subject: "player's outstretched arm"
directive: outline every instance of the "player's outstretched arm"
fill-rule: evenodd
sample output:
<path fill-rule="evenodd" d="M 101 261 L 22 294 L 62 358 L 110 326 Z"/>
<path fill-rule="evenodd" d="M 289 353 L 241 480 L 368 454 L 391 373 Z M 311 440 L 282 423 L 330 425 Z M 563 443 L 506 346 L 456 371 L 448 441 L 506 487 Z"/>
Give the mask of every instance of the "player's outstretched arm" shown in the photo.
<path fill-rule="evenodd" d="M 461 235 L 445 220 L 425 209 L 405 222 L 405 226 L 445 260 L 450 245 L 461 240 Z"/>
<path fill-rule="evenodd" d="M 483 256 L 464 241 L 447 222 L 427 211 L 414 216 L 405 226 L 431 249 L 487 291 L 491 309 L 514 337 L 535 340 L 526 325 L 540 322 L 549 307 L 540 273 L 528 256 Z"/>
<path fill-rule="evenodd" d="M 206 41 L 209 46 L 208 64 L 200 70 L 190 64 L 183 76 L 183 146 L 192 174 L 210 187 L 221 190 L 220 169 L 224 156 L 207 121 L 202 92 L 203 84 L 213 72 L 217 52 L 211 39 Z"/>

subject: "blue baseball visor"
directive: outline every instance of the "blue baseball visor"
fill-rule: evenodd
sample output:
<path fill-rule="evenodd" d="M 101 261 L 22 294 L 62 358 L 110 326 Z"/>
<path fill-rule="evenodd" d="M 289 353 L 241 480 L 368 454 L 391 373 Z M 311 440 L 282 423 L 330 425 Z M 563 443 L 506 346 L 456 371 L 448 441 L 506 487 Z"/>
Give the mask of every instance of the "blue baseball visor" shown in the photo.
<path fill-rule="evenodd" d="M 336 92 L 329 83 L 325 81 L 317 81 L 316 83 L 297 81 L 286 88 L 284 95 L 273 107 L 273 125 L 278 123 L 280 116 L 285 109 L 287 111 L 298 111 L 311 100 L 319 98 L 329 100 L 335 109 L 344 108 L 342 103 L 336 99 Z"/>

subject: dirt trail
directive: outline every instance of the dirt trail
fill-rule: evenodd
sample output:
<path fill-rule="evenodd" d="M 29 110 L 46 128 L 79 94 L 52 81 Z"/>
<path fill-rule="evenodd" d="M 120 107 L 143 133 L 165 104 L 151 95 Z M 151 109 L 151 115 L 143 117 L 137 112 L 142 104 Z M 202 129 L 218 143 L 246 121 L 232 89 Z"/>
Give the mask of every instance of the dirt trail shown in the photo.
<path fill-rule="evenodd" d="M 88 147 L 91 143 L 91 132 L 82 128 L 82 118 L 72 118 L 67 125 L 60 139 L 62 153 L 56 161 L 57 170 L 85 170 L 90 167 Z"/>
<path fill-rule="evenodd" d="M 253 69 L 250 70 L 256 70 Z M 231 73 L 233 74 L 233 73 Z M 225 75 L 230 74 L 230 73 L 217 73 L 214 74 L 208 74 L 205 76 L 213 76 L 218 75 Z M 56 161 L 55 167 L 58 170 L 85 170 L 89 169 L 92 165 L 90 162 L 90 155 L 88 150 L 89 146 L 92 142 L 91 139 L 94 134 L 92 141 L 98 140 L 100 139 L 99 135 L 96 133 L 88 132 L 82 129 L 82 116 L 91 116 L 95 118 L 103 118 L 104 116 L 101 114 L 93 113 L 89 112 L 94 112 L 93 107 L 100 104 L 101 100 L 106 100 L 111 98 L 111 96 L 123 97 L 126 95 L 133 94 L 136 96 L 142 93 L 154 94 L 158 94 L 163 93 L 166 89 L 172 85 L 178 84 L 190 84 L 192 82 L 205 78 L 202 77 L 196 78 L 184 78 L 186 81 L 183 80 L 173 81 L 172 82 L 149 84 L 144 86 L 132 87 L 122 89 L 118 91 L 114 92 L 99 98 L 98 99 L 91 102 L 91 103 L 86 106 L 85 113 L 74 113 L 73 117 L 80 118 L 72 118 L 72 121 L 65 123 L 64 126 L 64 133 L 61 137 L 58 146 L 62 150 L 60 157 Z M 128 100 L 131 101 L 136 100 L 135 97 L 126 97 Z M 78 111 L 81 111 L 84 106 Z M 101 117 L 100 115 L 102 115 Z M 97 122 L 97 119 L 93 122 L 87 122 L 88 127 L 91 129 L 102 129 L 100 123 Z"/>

+++++

> WAS ZU TUN IST
Wandle bitte die Zeilen aller Datensätze oben in eine JSON-Liste von Zeichenketten um, mit einem Eintrag pro Zeile. Leerzeilen lässt du weg.

> ERWARTETE AUSGABE
[
  "subject: \"player's outstretched arm\"",
  "directive: outline every instance of the \"player's outstretched arm\"",
  "fill-rule: evenodd",
  "sample output:",
  "<path fill-rule=\"evenodd\" d=\"M 101 261 L 22 294 L 62 358 L 110 326 Z\"/>",
  "<path fill-rule=\"evenodd\" d=\"M 289 353 L 241 480 L 368 454 L 391 373 Z M 311 440 L 282 423 L 330 425 Z M 563 443 L 506 346 L 456 371 L 448 441 L 506 487 Z\"/>",
  "Give the mask of every instance of the \"player's outstretched arm\" shown in the photo.",
  "<path fill-rule=\"evenodd\" d=\"M 461 235 L 445 220 L 425 209 L 405 222 L 405 226 L 445 260 L 450 245 L 461 240 Z\"/>",
  "<path fill-rule=\"evenodd\" d=\"M 483 256 L 464 241 L 447 222 L 427 211 L 414 216 L 405 226 L 431 249 L 487 291 L 491 309 L 514 337 L 535 340 L 526 325 L 540 322 L 549 307 L 540 273 L 528 256 Z\"/>",
  "<path fill-rule=\"evenodd\" d=\"M 206 41 L 209 46 L 208 64 L 200 70 L 190 64 L 183 76 L 183 146 L 192 174 L 210 187 L 221 190 L 220 169 L 224 156 L 207 121 L 202 92 L 203 84 L 213 72 L 217 52 L 211 39 Z\"/>",
  "subject: \"blue baseball visor\"",
  "directive: outline every instance of the \"blue baseball visor\"",
  "fill-rule: evenodd",
  "sample output:",
  "<path fill-rule=\"evenodd\" d=\"M 101 261 L 22 294 L 62 358 L 110 326 Z\"/>",
  "<path fill-rule=\"evenodd\" d=\"M 289 353 L 241 480 L 368 454 L 391 373 Z M 311 440 L 282 423 L 330 425 Z M 563 443 L 506 346 L 456 371 L 448 441 L 506 487 Z\"/>",
  "Give the mask of every instance of the \"blue baseball visor\" shown in the photo.",
  "<path fill-rule=\"evenodd\" d=\"M 336 92 L 329 83 L 325 81 L 317 81 L 316 83 L 297 81 L 286 88 L 284 95 L 273 107 L 273 125 L 278 123 L 280 116 L 285 109 L 287 111 L 298 111 L 311 100 L 319 98 L 329 100 L 335 109 L 344 108 L 342 103 L 336 99 Z\"/>",
  "subject: dirt trail",
  "directive: outline every instance of the dirt trail",
  "fill-rule: evenodd",
  "sample output:",
  "<path fill-rule=\"evenodd\" d=\"M 29 110 L 46 128 L 79 94 L 52 81 Z\"/>",
  "<path fill-rule=\"evenodd\" d=\"M 120 107 L 143 133 L 165 104 L 151 95 Z M 151 109 L 151 115 L 143 117 L 137 112 L 142 104 Z M 202 129 L 218 143 L 246 121 L 232 89 Z\"/>",
  "Give the mask of every instance of the dirt trail shown in the photo.",
  "<path fill-rule=\"evenodd\" d=\"M 88 147 L 91 143 L 91 132 L 82 128 L 82 118 L 72 118 L 67 125 L 60 139 L 62 153 L 56 161 L 57 170 L 85 170 L 90 167 Z\"/>",
  "<path fill-rule=\"evenodd\" d=\"M 253 69 L 250 70 L 256 70 Z M 231 73 L 233 74 L 233 73 Z M 225 75 L 230 74 L 230 73 L 217 73 L 214 74 L 208 74 L 205 76 L 213 76 L 218 75 Z M 56 161 L 55 167 L 58 170 L 85 170 L 89 169 L 92 165 L 90 162 L 90 155 L 88 150 L 89 146 L 92 142 L 91 139 L 94 134 L 92 141 L 98 140 L 100 139 L 99 135 L 96 133 L 88 132 L 82 129 L 82 116 L 91 116 L 95 118 L 103 118 L 104 116 L 101 114 L 93 113 L 89 112 L 94 112 L 93 107 L 100 104 L 101 100 L 106 100 L 111 98 L 111 96 L 123 97 L 126 95 L 133 94 L 136 96 L 142 93 L 154 94 L 158 94 L 163 93 L 166 89 L 172 85 L 178 84 L 190 84 L 192 82 L 205 78 L 202 77 L 196 78 L 184 78 L 186 81 L 183 80 L 173 81 L 172 82 L 149 84 L 144 86 L 132 87 L 122 89 L 118 91 L 114 92 L 99 98 L 98 99 L 91 102 L 91 103 L 86 106 L 85 113 L 74 113 L 73 117 L 80 118 L 72 118 L 72 121 L 65 123 L 64 126 L 64 133 L 61 137 L 58 146 L 62 150 L 60 157 Z M 128 100 L 131 101 L 136 100 L 135 97 L 126 97 Z M 78 111 L 81 111 L 84 106 Z M 101 117 L 100 115 L 102 115 Z M 97 122 L 97 119 L 93 122 L 87 122 L 88 127 L 91 129 L 102 129 L 100 123 Z\"/>"
]